## Problem
Write the data out again, matching every line exactly.
______________________________
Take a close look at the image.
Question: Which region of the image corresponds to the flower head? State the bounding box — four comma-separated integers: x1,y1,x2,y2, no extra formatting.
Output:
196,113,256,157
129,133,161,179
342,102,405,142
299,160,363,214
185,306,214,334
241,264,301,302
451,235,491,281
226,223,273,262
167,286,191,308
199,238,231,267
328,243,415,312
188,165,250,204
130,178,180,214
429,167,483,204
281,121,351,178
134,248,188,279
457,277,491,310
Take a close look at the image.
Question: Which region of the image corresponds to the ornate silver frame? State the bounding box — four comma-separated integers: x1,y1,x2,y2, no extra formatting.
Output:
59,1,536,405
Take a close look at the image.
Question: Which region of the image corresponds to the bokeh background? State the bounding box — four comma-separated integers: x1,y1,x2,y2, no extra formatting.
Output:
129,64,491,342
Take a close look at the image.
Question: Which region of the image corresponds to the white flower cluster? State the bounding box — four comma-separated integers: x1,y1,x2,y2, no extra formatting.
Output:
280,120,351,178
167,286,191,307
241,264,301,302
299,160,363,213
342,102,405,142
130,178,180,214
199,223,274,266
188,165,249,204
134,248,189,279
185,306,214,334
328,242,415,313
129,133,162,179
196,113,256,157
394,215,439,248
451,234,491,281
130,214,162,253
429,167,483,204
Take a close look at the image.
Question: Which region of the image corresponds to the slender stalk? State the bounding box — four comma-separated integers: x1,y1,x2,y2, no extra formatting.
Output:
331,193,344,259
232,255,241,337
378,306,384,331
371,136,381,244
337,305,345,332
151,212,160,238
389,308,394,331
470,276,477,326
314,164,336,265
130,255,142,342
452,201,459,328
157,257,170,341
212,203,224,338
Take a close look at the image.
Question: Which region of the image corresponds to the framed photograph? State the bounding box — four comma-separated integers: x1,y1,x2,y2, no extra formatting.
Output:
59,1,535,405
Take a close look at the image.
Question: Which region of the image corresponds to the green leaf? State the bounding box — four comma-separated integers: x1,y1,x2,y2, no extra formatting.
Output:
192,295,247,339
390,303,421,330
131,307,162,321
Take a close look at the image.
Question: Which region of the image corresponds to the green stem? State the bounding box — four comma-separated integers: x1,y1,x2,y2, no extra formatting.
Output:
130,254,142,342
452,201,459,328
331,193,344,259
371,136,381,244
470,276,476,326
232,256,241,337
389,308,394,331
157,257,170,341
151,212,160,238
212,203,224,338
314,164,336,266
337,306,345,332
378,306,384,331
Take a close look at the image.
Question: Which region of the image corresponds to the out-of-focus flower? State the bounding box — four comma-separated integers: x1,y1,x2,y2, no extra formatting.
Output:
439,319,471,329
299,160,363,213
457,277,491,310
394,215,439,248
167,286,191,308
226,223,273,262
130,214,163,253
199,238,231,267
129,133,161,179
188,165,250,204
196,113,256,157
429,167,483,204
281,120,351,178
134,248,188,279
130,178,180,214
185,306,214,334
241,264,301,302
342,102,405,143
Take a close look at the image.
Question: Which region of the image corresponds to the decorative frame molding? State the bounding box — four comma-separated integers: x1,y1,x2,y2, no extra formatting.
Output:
______________________________
## Response area
Take a close look at the image.
Question: Which region of the image corresponds to the flower head? State the bounding box — four comma-separated integers: x1,y1,x2,y2, no extra formatting.
Output:
196,113,256,157
129,133,161,179
342,102,405,142
299,160,363,214
185,306,214,334
241,264,301,302
451,235,491,281
226,223,273,262
167,286,191,308
199,238,231,267
328,243,415,312
188,165,250,204
130,178,180,214
429,167,483,204
281,121,351,178
134,248,188,279
457,277,491,310
Take a close look at the image.
Question: Which region of the image corresponds to the ornate silver frame? State the bounding box — four comma-separated integers: x1,y1,x2,y2, no extra formatting.
Output:
59,1,536,405
Take a close look at the image.
Question: Which region of the image corresponds to the bokeh background? State the bounding box — four comma-separated integers: x1,y1,x2,y2, no extra formatting.
Output:
129,64,491,342
Take a close look at the image.
Question: Which region of the image corresponds to the white flower cluster? State the bounding box — four comma-separated integers: x1,y1,x2,y2, no extra formatting.
Output:
280,120,351,178
167,286,191,307
241,264,301,302
299,160,363,213
342,102,405,142
130,178,180,214
199,223,274,266
188,165,249,204
134,248,189,279
185,306,214,334
328,242,415,313
129,133,162,179
196,113,256,157
394,215,439,248
451,234,491,281
130,214,162,253
429,167,483,204
Take a close look at the image.
Question: Which region of the image corresponds to the slender stalk? State the bounding box — four comma-separated integers: x1,y1,x2,y2, no extra formatting.
Output:
331,193,344,259
232,255,241,337
378,306,384,331
371,136,381,244
337,305,345,332
151,212,160,238
389,308,394,331
470,276,477,326
314,164,336,265
130,255,142,342
452,201,459,328
157,257,170,341
212,203,224,338
Take a close look at the image.
Question: Which region of the image corresponds to the framed photograph? State the bounding box — four comma-separated integers: x1,y1,x2,y2, no extra formatting.
Output:
59,1,535,405
Take a close look at the image.
Question: Which region of the image corresponds to the green leaf? State the bounding box — four comma-separated integers: x1,y1,x2,y2, no extra formatting.
Output:
192,295,247,339
390,303,421,330
131,307,162,321
Take a close look at the image.
Question: Which region of the image corresponds to the green stem? State the bounding box — four comma-separated integers: x1,y1,x2,y2, no extra formatting.
Output:
130,254,142,342
452,201,459,328
331,193,344,259
371,136,381,244
470,276,476,326
232,256,241,337
389,308,394,331
157,257,170,341
151,212,160,238
212,203,224,338
314,164,336,266
337,306,345,332
378,306,384,331
Take a close look at the image.
Question: Which region of the image corresponds to the out-of-focus flower? State the bounding box — four comma-separated integers: x1,y1,x2,y2, no extra formatting.
Output:
439,319,471,329
299,160,363,213
457,277,491,310
394,215,439,248
167,286,191,308
226,223,273,262
130,214,163,253
199,238,231,267
129,133,161,179
188,165,250,204
196,113,256,157
429,167,483,204
281,120,351,178
134,248,188,279
130,178,180,214
185,306,214,334
241,264,301,302
342,102,405,143
Take a close look at the image.
Question: Which region of the image corresponds to the decorative frame molding? State the bounding box — four comma-separated integers: x1,y1,x2,y2, no extra formatting.
Output:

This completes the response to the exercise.